TEXT SEGMENT -
:::::

# Merry Christmas!!!



## David Pence (Dec 25, 2011)

I would like to wish each and every member of The Tolkien Forum a Merry Christmas and a Happy New Year.

This is will be TTF's 12th year on the Net ... 14th year, if you can recall the old message boards at THELORDOFTHERINGS.com, in the Net that is forgotten.

We now even have, in a way, second generation TTF members.

Amazing.

Please be sure to share how you spent your Christmas with your fellow TTF members.


----------



## Prince of Cats (Dec 26, 2011)

Thanks, Dapence! Merry Christmas to you and all of TTF :*up

I had a pretty exhausting time ... The night before Christmas Eve I spent at a friend's birthday party. It was a pretty rough morning, and Christmas Eve I had 30 relatives over. It was a great big fun party, but soo much work. It was worth it, tough - to get the family together and see my young cousins ecstatic over meeting Santa 

And an early Happy New Year to TTF!


----------



## Erestor Arcamen (Dec 26, 2011)

Sorry it's belated but MERRY CHRISTMAS...Everyone!


----------



## Ruby Gamgee (Dec 28, 2011)

I haven't been here since I don't know when, so I missed this thread, I wish you at least happy holiday and Happy new year 2012. 
I must write here about interesting difference between your Christmas and mine. As far as I know, in USA Santa Claus brings Christmas presents on 25th December in the morning. In my country, Czech Republic in europe, the one who brings presents is Ježíšek. :-D Pronunciation here: http://translate.google.cz/#cs|en|Ježíšek
click Listen or i dont know how is it in english. You can see that ježíšek is there translated as santa, but actually ježíšek is nothing related to santa. Ježíšek in czech means diminutive of Jesus. Jesus = Ježíš. So Ježíšek brings us in CR christmas presents on 24th Dec in the evening, as far as I know, it's Christmas Eve. So I get presents about half a day earlier than most of you!!   I just think that some of you will find it interesting. You can ask questions about Ježíšek, I would be glad to talk about the differences in celebrating christmas in different countries.

:::::

Position annotation records
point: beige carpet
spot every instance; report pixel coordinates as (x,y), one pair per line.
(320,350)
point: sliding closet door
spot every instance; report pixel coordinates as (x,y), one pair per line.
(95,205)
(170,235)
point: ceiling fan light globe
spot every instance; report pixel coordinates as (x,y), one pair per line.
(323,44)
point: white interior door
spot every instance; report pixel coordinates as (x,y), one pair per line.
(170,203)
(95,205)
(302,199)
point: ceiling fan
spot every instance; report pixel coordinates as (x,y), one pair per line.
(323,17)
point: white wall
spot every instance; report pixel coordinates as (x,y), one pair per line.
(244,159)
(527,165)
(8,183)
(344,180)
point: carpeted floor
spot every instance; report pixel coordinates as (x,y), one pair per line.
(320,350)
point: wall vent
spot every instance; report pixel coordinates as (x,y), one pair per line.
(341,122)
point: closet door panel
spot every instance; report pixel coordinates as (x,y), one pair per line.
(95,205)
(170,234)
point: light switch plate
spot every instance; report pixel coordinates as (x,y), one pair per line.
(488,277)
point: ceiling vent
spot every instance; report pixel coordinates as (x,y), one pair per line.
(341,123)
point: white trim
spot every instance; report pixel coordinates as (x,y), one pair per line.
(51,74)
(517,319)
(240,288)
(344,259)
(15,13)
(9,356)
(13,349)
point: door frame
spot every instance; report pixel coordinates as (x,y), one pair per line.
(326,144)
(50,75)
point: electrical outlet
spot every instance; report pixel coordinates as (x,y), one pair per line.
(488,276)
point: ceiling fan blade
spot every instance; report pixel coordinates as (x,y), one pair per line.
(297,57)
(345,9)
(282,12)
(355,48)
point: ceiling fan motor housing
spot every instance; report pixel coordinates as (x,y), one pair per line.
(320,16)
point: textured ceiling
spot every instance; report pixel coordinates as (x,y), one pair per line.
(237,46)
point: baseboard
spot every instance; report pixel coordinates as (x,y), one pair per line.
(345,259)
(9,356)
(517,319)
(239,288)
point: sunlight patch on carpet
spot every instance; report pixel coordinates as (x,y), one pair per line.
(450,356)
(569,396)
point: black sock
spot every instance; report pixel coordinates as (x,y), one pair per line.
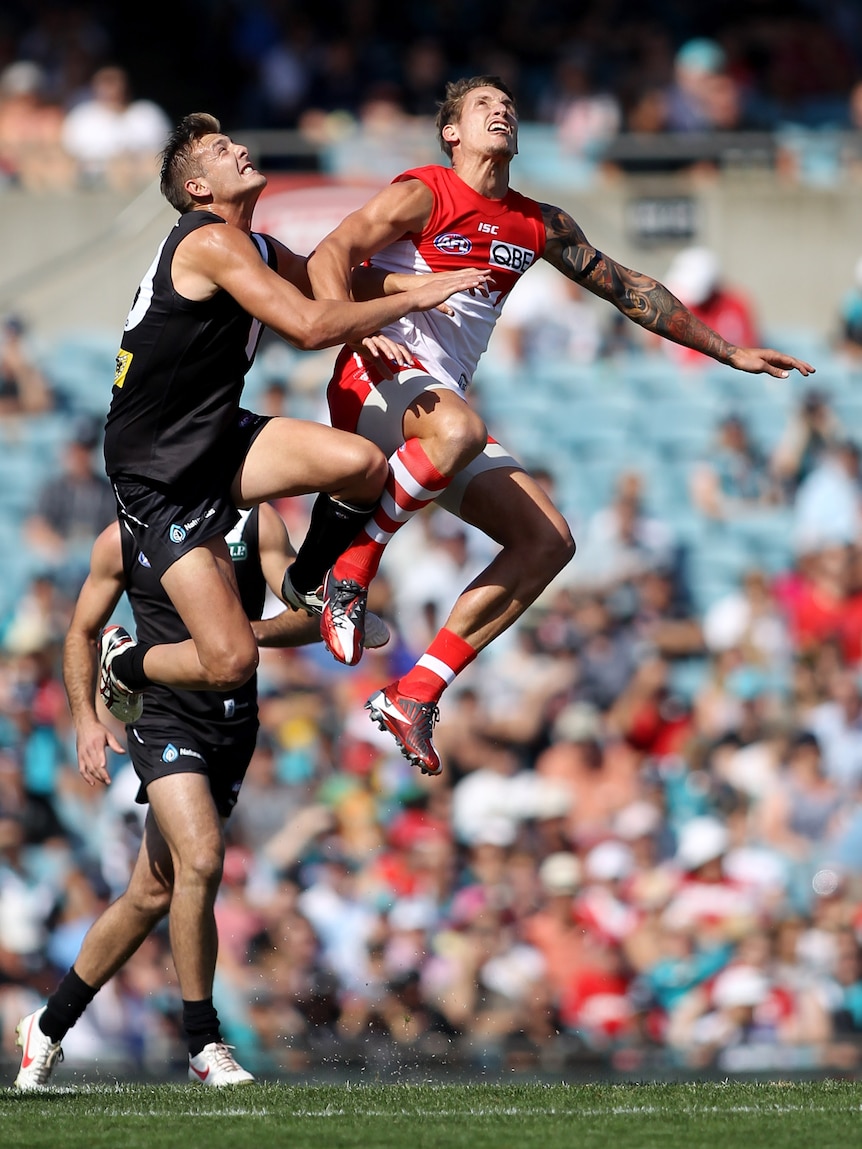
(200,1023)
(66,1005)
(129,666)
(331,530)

:::::

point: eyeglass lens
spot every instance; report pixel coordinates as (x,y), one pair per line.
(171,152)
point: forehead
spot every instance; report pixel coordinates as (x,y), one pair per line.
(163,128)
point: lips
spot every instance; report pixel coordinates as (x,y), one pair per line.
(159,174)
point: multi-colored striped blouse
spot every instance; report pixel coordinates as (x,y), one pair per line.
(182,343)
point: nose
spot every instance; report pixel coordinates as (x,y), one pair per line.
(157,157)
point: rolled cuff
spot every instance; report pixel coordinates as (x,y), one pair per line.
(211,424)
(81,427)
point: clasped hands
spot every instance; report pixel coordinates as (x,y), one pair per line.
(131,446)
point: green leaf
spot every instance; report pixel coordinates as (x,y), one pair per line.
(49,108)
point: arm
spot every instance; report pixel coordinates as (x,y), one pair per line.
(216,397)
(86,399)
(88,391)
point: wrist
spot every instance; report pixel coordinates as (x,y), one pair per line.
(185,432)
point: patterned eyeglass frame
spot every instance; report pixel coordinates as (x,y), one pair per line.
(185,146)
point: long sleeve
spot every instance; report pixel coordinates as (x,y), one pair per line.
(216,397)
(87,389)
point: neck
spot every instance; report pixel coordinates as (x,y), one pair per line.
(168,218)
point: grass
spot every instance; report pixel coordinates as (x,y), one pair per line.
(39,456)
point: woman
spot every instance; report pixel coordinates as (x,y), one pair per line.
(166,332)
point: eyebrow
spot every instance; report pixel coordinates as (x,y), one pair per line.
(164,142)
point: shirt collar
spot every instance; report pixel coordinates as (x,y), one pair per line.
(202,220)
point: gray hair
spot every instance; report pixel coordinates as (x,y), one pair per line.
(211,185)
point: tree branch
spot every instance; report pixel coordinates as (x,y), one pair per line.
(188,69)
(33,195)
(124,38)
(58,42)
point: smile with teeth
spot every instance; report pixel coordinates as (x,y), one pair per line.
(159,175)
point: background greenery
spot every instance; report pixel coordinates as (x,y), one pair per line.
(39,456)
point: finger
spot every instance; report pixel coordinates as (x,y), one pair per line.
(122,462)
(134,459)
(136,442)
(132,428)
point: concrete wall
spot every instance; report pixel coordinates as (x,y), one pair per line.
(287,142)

:::::

PROBLEM TO SOLVE -
Which usernames appear as post authors in the Christmas thread? These rows have nothing to do with the forum thread above.

ANSWER TO THE TASK -
David Pence, Prince of Cats, Erestor Arcamen, Ruby Gamgee